→ What is expected
Write out all the lines again, precisely as they stand, but without the images.

-- BEGIN Material shown --

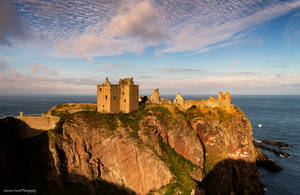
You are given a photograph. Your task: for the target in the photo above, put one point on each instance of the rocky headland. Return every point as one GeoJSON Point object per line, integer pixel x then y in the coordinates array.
{"type": "Point", "coordinates": [157, 149]}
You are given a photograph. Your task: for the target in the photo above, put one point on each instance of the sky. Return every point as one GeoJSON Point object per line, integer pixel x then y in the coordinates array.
{"type": "Point", "coordinates": [54, 47]}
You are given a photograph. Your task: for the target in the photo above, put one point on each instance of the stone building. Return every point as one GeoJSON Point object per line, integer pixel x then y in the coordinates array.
{"type": "Point", "coordinates": [212, 102]}
{"type": "Point", "coordinates": [122, 97]}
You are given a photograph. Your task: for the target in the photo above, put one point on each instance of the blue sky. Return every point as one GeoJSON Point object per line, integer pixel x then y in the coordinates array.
{"type": "Point", "coordinates": [192, 47]}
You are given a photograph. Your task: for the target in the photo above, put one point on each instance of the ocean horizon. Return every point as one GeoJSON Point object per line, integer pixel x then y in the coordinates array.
{"type": "Point", "coordinates": [279, 116]}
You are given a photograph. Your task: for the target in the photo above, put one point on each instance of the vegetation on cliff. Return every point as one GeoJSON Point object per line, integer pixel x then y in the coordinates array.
{"type": "Point", "coordinates": [157, 149]}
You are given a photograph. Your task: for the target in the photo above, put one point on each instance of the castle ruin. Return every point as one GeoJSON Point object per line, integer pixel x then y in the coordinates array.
{"type": "Point", "coordinates": [212, 102]}
{"type": "Point", "coordinates": [123, 97]}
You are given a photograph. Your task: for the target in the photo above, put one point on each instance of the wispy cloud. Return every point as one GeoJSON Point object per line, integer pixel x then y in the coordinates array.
{"type": "Point", "coordinates": [36, 69]}
{"type": "Point", "coordinates": [10, 25]}
{"type": "Point", "coordinates": [86, 28]}
{"type": "Point", "coordinates": [171, 69]}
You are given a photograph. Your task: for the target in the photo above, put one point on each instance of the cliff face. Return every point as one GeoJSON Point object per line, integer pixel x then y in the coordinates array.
{"type": "Point", "coordinates": [156, 149]}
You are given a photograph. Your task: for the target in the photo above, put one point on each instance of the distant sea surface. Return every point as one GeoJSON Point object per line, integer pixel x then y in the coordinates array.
{"type": "Point", "coordinates": [279, 116]}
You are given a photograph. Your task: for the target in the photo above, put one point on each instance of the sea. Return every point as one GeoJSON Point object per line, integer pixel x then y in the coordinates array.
{"type": "Point", "coordinates": [279, 117]}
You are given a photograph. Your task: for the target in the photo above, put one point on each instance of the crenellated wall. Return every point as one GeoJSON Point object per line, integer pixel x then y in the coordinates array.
{"type": "Point", "coordinates": [212, 102]}
{"type": "Point", "coordinates": [39, 122]}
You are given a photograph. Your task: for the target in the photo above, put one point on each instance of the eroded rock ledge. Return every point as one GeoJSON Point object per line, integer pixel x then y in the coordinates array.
{"type": "Point", "coordinates": [158, 149]}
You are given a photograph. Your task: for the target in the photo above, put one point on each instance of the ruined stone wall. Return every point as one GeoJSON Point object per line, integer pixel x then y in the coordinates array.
{"type": "Point", "coordinates": [134, 97]}
{"type": "Point", "coordinates": [39, 122]}
{"type": "Point", "coordinates": [114, 99]}
{"type": "Point", "coordinates": [212, 102]}
{"type": "Point", "coordinates": [124, 98]}
{"type": "Point", "coordinates": [105, 98]}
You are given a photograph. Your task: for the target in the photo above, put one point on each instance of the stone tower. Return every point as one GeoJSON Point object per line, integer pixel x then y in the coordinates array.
{"type": "Point", "coordinates": [117, 98]}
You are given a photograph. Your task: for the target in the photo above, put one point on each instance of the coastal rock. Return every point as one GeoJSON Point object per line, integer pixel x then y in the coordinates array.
{"type": "Point", "coordinates": [157, 149]}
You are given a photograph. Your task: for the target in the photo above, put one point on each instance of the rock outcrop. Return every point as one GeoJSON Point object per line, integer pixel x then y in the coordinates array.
{"type": "Point", "coordinates": [158, 149]}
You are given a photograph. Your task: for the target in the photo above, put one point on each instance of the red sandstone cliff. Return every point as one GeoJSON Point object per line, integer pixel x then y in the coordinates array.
{"type": "Point", "coordinates": [156, 150]}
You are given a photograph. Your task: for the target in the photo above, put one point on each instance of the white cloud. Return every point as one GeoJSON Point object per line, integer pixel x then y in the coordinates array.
{"type": "Point", "coordinates": [35, 69]}
{"type": "Point", "coordinates": [172, 69]}
{"type": "Point", "coordinates": [235, 83]}
{"type": "Point", "coordinates": [86, 28]}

-- END Material shown --

→ Answer to this task
You are given a photograph. Your task: for the target in the photo above, put one point on each instance of the rocky headland. Return every point as one GeoJSON Point object per line, integer pixel x then y in the coordinates array.
{"type": "Point", "coordinates": [157, 149]}
You are given a photograph. Your task: for the target in the photo above, put one point on each instance of the sky. Return every point as one GeoJSON Point object per line, integer pixel x then y in the coordinates array.
{"type": "Point", "coordinates": [54, 47]}
You are given a photograph. Your task: for the target in the photo above, put one point on each instance of the stone building. Return every point as one GeoJSON Point object per line, integer pixel x then y in the coordinates array.
{"type": "Point", "coordinates": [212, 102]}
{"type": "Point", "coordinates": [122, 97]}
You are given a photograph. Your task: for the target in the photo above, put one point on each instance of the blue sky. Return every point as one GeoJSON Point object per line, integer pixel x then y in the coordinates array.
{"type": "Point", "coordinates": [192, 47]}
You are given a photograph. Your task: for the target in the photo above, put one point on each instance of the ocean horizon. Return every point as one GeoJSON Point object per line, integer pixel x then y in the coordinates array.
{"type": "Point", "coordinates": [279, 116]}
You are given a photograph. Your task: for the target in the photo above, put one point on each instance of the vegetation on cliff. Return every point as one GeoJSON Point object per line, integer pixel x then y in the coordinates array.
{"type": "Point", "coordinates": [157, 149]}
You are given a photograph. Your task: for the target in the photo above, put one point on each instance of the castle ruin. Return every point as one GeoJSON Point object per line, integer pixel x then y in the coordinates array.
{"type": "Point", "coordinates": [212, 102]}
{"type": "Point", "coordinates": [123, 97]}
You are given a photograph. Your task: for the target in the photo above, put one point on each instance of the wispy cloud. Return every point as one GeoJSON Point object per line, integer pixel x then y in the coordinates array.
{"type": "Point", "coordinates": [36, 69]}
{"type": "Point", "coordinates": [10, 25]}
{"type": "Point", "coordinates": [86, 28]}
{"type": "Point", "coordinates": [171, 69]}
You are given a photograph. Your task: for the target in the photo above, put one point on each instance of the cliff face. Return every point as one GeoJSON Point object per line, integer pixel x then y in the coordinates array.
{"type": "Point", "coordinates": [156, 149]}
You are given a photograph. Your task: for the target in the photo above, put one point on each instance of the distant sea surface. Return every point as one GeoJSON Point object per line, integer pixel x then y in the coordinates array.
{"type": "Point", "coordinates": [279, 116]}
You are given a photograph. Your task: for the target in the photo above, put one point on each instance of the sea. Return every point as one GeoJSON Point object per line, integer pixel x then y in the coordinates array.
{"type": "Point", "coordinates": [279, 117]}
You are given a photograph. Your task: for the target in the photo above, put one point on each instance of the crenellated wall. Return every point as one GeoJSON Point object per line, integer pixel x then y in the coordinates array.
{"type": "Point", "coordinates": [212, 102]}
{"type": "Point", "coordinates": [39, 122]}
You are given a photograph. Your task: for the target in the photo above, put one point on each instance of the eroded rock ledge. Return every point as one GeoJSON Point object per line, integer pixel x then y in the coordinates array.
{"type": "Point", "coordinates": [158, 149]}
You are given a photograph. Your task: for the target in the photo above, put one point on each instance of the ruined stone wall. Return every point as one GeoJSON Point object per line, integer pixel x then y in the coordinates array.
{"type": "Point", "coordinates": [134, 97]}
{"type": "Point", "coordinates": [39, 122]}
{"type": "Point", "coordinates": [114, 99]}
{"type": "Point", "coordinates": [212, 102]}
{"type": "Point", "coordinates": [124, 98]}
{"type": "Point", "coordinates": [105, 98]}
You are given a photograph. Your task: for the target in the photo above, put one point on each instance of the stone tower. Return every point as one GeoJSON Point object per line, integer pixel x then y in the coordinates array.
{"type": "Point", "coordinates": [117, 98]}
You are given a photograph. Your task: for the target in the photo above, put one point on each instance of the coastal rock. Return every point as one GeoJSON Point object per line, integer pixel x then y in the coordinates array.
{"type": "Point", "coordinates": [157, 149]}
You are given a photograph. Your task: for the target in the photo above, put one point on each instance of the rock outcrop. Return every point as one GeoJSON Point object per line, integer pixel x then y in the coordinates array.
{"type": "Point", "coordinates": [158, 149]}
You are given a photograph. Your task: for the target in the photo above, put one point on each instance of the red sandstone cliff. Return every point as one GeoJSON Point object per line, integer pixel x then y in the coordinates array.
{"type": "Point", "coordinates": [156, 150]}
You are given a photograph. Your task: for the target in the photo above, put one point on each instance of the white cloud. Return every point as one GeoJSON Point object per line, integer pixel x then y in the coordinates array.
{"type": "Point", "coordinates": [35, 69]}
{"type": "Point", "coordinates": [172, 69]}
{"type": "Point", "coordinates": [235, 83]}
{"type": "Point", "coordinates": [86, 28]}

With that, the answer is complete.